State elections were held in South Australia on 6 November 1982. All 47 seats in the South Australian House of Assembly were up for election. The incumbent Liberal Party of Australia led by Premier of South Australia David Tonkin was defeated by the Australian Labor Party led by Leader of the Opposition John Bannon.

A referendum on daylight saving was held on the same day, and was passed.

==Background==
Parliamentary elections for both houses of the Parliament of South Australia were held in South Australia in 1982, which saw John Bannon and the Australian Labor Party defeat the incumbent Liberal Party of Australia led by David Tonkin, after one term in power.

As Premier, Tonkin combined fiscal conservatism with socially progressive reforms. In the former, Tonkin made significant cuts to the public service, earning him the enmity of the unions, while an example of the latter was the passage of the land rights bill and the return to the Pitjantjatjara people of 10 per cent of South Australia's area.

Prior to the election, Tonkin removed Robin Millhouse (a former Liberal member who had defected to the Liberal Movement and then the Australian Democrats, and whose popularity enabled him to hold his seat of Mitcham) with an offer of a vacant seat in the Supreme Court. However the subsequent by-election saw the seat retained by Democrats candidate Heather Southcott.

One potential election factor was the copper and uranium mine at Olympic Dam, near Roxby Downs. Enabling legislation had been passed earlier in 1982, despite the opposition of the Labor Party, only when Norm Foster quit the Labor party to support it. Considered a controversial move in Labor circles, Bannon defused this as an election issue by promising that development would go ahead under a Labor government (a commitment which was honoured), despite having previously opposed it.

The Liberals also had to contend with the early 1980s recession.

**Given records**
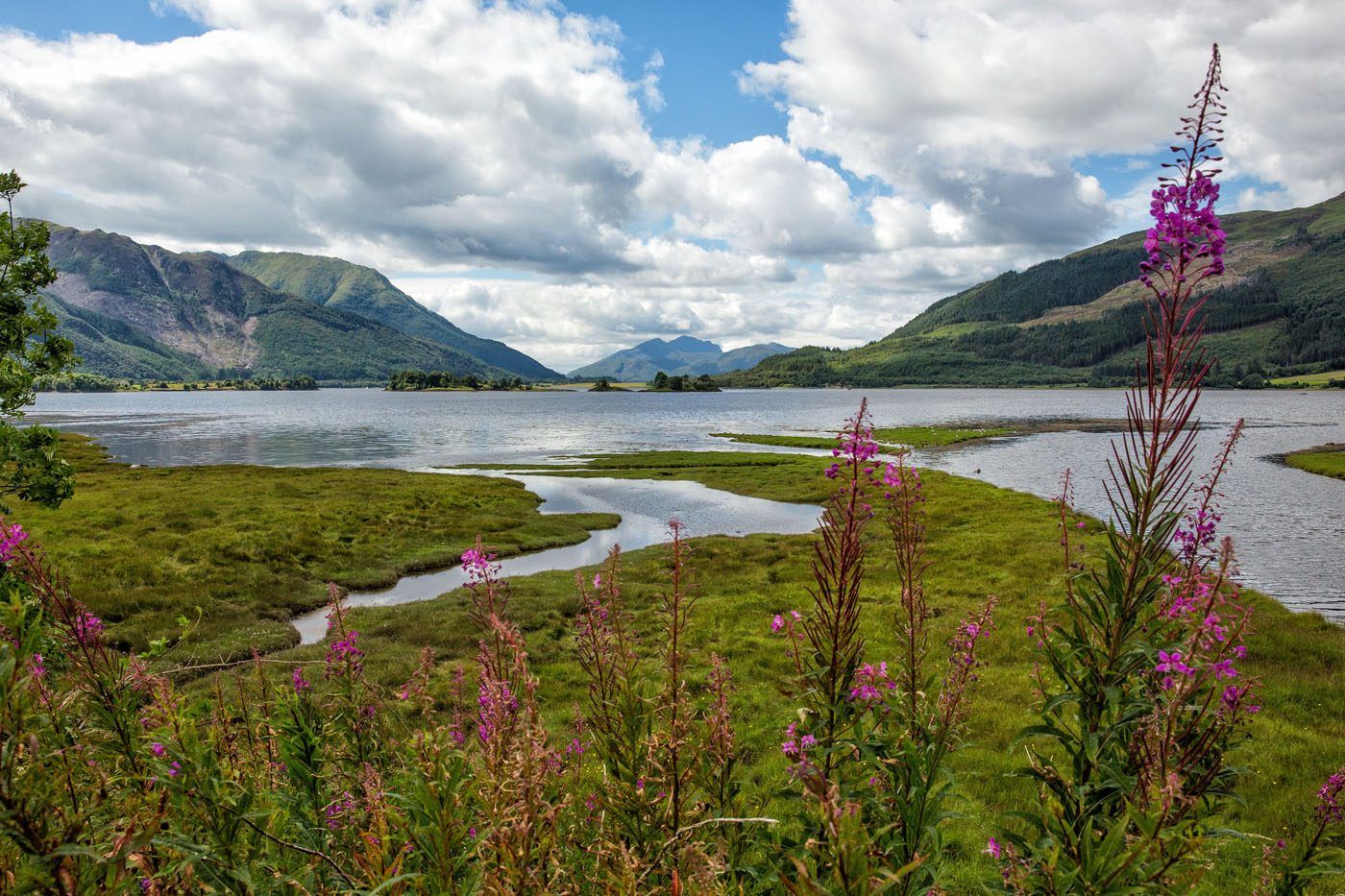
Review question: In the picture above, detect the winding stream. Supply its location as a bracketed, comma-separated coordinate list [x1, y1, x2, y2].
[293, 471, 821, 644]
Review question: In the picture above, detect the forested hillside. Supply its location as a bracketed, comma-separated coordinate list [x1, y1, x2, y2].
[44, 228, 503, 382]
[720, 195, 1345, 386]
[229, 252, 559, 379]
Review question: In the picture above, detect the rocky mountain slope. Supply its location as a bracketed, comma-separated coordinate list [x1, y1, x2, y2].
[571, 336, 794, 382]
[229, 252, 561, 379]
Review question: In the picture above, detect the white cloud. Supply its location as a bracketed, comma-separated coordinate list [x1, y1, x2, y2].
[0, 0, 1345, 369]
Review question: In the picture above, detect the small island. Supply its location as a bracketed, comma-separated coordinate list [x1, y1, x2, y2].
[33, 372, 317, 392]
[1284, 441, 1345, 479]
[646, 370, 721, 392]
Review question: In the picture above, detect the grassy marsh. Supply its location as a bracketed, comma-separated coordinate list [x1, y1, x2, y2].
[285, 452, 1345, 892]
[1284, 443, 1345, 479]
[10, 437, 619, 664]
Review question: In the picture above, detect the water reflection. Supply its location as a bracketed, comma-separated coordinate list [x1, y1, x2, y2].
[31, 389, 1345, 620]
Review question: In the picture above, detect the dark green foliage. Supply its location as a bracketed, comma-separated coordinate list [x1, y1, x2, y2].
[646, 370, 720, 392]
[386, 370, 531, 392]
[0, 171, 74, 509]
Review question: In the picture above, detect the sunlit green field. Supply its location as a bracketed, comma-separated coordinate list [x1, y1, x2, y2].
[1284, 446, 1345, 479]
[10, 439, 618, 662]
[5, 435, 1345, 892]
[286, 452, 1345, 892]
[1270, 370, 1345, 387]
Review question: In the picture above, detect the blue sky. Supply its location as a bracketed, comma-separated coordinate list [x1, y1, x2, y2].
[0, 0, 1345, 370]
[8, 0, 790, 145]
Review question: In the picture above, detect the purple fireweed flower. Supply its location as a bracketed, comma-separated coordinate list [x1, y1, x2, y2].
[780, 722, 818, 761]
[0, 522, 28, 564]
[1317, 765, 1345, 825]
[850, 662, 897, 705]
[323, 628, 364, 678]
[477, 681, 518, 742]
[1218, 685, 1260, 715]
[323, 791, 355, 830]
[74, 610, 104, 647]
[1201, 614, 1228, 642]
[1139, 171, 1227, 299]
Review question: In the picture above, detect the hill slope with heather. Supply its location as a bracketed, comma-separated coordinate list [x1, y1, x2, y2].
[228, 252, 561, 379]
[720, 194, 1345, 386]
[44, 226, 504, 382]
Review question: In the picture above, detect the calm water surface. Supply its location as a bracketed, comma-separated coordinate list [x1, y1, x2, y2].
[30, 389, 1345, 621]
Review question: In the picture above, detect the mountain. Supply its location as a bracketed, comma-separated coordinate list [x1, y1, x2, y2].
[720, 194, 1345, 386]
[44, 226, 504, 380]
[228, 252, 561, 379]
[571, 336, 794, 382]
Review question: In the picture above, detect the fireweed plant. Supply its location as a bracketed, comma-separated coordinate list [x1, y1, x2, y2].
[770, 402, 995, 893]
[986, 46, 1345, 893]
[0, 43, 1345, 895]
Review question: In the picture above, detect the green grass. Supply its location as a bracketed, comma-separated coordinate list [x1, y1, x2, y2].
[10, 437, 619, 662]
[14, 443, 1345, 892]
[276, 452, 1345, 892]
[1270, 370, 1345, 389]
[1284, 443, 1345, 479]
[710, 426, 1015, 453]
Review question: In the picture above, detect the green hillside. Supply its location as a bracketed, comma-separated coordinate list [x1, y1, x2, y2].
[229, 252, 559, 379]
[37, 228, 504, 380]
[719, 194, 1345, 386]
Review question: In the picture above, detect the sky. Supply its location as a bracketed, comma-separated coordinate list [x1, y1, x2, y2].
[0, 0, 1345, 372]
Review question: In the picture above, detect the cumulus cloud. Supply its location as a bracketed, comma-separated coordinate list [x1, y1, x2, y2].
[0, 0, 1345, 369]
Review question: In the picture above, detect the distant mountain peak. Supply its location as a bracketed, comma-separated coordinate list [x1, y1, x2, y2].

**What you should do**
Resume the account of the 1982 South Australian state election, picking up right after its final sentence.

**Written reply**
==Summary==

Labor achieved a 5.9% swing, and won 4 seats from the Liberals (Brighton, Henley Beach, Mawson and Newland). The Liberals won the seat of Mitcham from the Democrats, so overall lost 3 seats. The House of Assembly numbers were Labor 24, Liberal 21, National Party 1 and Independent Labor 1, giving Labor a narrow majority.

In the Legislative Council, Liberal and Labor won 5 seats each, and the Democrats 1; giving a chamber of 11 Liberal, 9 Labor and 2 Democrats. Labor lost one seat to the Democrats, but regained the seat they had lost when Norm Foster resigned from the Labor party earlier that year. Foster stood as an Independent Labor member in the Legislative Council, but was not re-elected.

==Aftermath==

After the election loss, Tonkin resigned as Liberal leader and was succeeded by John Olsen, who won a leadership ballot against Dean Brown. A heart complaint caused Tonkin to leave parliament soon after at which a 1983 Bragg by-election was triggered, with the Liberals easily retaining the seat.

A 1984 Elizabeth by-election saw Independent Labor candidate Martyn Evans win the seat from Labor. This gave Labor a minority government (23 out of 47 seats), though it continued to govern with the support of Independent Labor members Evans and Norm Peterson.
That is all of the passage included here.